-------- Material provided --------

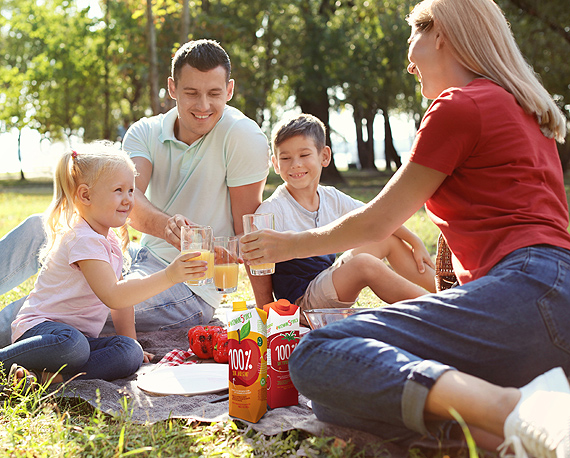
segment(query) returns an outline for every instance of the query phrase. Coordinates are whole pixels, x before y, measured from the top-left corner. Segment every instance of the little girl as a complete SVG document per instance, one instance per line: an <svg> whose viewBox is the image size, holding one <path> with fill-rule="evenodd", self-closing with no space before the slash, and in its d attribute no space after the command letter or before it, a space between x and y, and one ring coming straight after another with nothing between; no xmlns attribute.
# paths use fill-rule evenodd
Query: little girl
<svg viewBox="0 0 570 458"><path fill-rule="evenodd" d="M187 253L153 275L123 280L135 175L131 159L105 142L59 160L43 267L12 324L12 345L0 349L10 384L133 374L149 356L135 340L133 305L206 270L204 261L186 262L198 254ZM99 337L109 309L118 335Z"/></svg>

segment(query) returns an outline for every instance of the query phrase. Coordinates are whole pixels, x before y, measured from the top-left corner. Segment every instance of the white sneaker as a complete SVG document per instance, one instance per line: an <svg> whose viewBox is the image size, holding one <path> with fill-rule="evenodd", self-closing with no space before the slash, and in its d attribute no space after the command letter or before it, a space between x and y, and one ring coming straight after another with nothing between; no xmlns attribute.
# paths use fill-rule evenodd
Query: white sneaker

--------
-------- Material provided --------

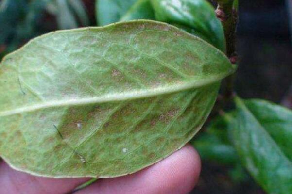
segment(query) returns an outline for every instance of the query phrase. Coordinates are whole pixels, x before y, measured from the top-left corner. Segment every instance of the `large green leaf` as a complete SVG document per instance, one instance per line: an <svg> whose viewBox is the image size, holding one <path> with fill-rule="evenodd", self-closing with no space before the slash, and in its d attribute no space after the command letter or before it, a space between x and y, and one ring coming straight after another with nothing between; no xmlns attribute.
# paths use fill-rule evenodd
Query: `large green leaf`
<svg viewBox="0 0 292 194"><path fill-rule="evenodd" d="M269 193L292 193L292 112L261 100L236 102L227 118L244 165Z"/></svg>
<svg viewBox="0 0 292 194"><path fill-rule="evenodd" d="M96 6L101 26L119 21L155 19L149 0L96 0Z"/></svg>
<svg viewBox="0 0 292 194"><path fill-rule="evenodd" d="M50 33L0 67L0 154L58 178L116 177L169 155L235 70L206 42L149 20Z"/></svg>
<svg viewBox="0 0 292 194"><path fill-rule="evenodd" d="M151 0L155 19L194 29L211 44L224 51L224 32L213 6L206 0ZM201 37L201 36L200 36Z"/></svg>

--------

Rewrite everything from the line containing "of the white" down to the line containing "Query: white sneaker", replacing "whole pixels" with "integer pixels" and keeping all other wording the same.

■ **Expected answer**
segment(query) returns an outline for every instance of the query phrase. Coordinates are integer pixels, x before y, measured from the top-left corner. Segment every instance of the white sneaker as a complete SVG document per instance, one instance per line: an <svg> whose viewBox is the image size, holding one <path> with fill-rule="evenodd", self-closing with no space before the slash, and in its d attribute no space after the command letter or before it, a space between x and y, and one ring coming straight after another with nothing between; no xmlns attribute.
# paths use fill-rule evenodd
Query: white sneaker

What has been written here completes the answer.